---- Provided data

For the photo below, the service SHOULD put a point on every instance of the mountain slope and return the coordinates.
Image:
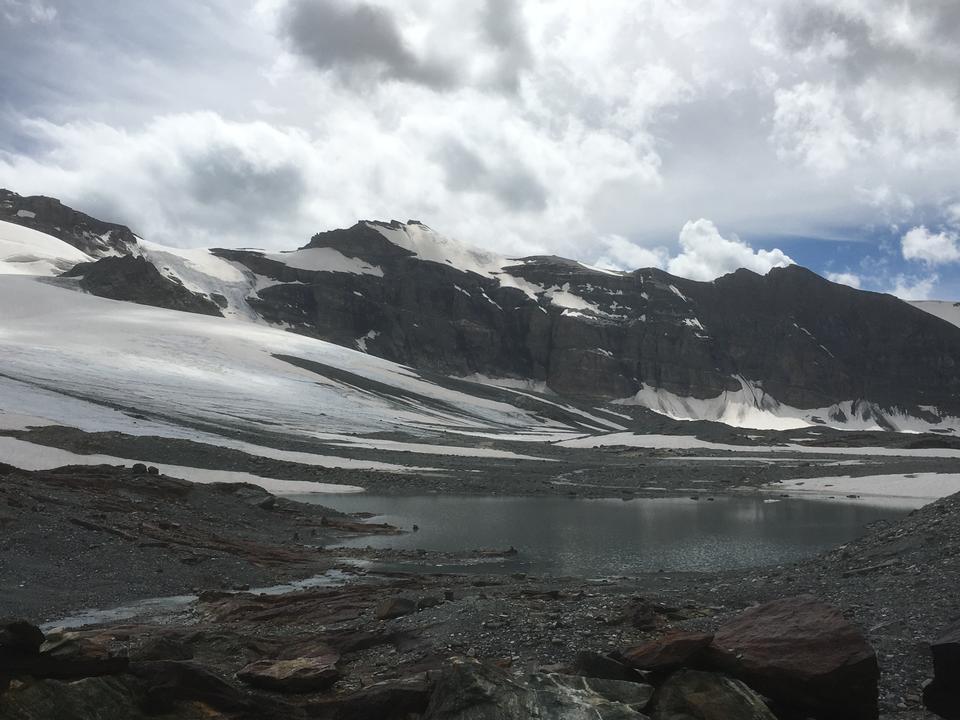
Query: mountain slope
(782, 350)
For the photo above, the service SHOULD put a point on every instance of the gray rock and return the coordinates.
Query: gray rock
(695, 695)
(471, 690)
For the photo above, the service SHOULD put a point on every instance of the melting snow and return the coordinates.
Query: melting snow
(325, 260)
(24, 251)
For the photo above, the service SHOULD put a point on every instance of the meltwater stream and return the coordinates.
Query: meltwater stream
(596, 538)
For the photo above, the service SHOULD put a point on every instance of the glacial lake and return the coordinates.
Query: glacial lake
(606, 538)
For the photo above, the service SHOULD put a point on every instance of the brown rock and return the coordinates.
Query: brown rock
(670, 652)
(395, 607)
(298, 675)
(802, 653)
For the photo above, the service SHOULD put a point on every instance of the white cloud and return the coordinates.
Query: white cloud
(809, 123)
(930, 248)
(914, 288)
(707, 255)
(621, 254)
(850, 279)
(31, 11)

--------

Pictures are to be left out when the entries above are repeated exactly.

For the photo below, the service SHOULD put a point on every instance of the mountain slope and return the coordinates.
Image:
Query: mountain slope
(782, 350)
For the photo above, the service SHOULD put a point on every instance of the gray rock and return the coordinates.
Query: gray rock
(695, 695)
(471, 690)
For the photo above, the service SHOULD put a point on every instance of the melting snow and return the coordinates.
Query: melting snow
(325, 260)
(24, 251)
For the photo above, the service SHOULD put a point on every instance of the meltwater stream and return the coordinates.
Query: meltwater stream
(596, 538)
For the photo above, the service SHOULD put a point on every instance of the glacial lake and return the coordinates.
Query: glacial lake
(606, 538)
For the photo above, the service SHOULD put a point on every instance of the brown rock and return the coordinates.
Query: brown rock
(670, 652)
(395, 607)
(298, 675)
(802, 653)
For the photo above, the service SHOULD put a point on every instance of the white cloud and return the coordinates.
Query: white cloud
(809, 123)
(930, 248)
(914, 288)
(707, 255)
(621, 254)
(850, 279)
(31, 11)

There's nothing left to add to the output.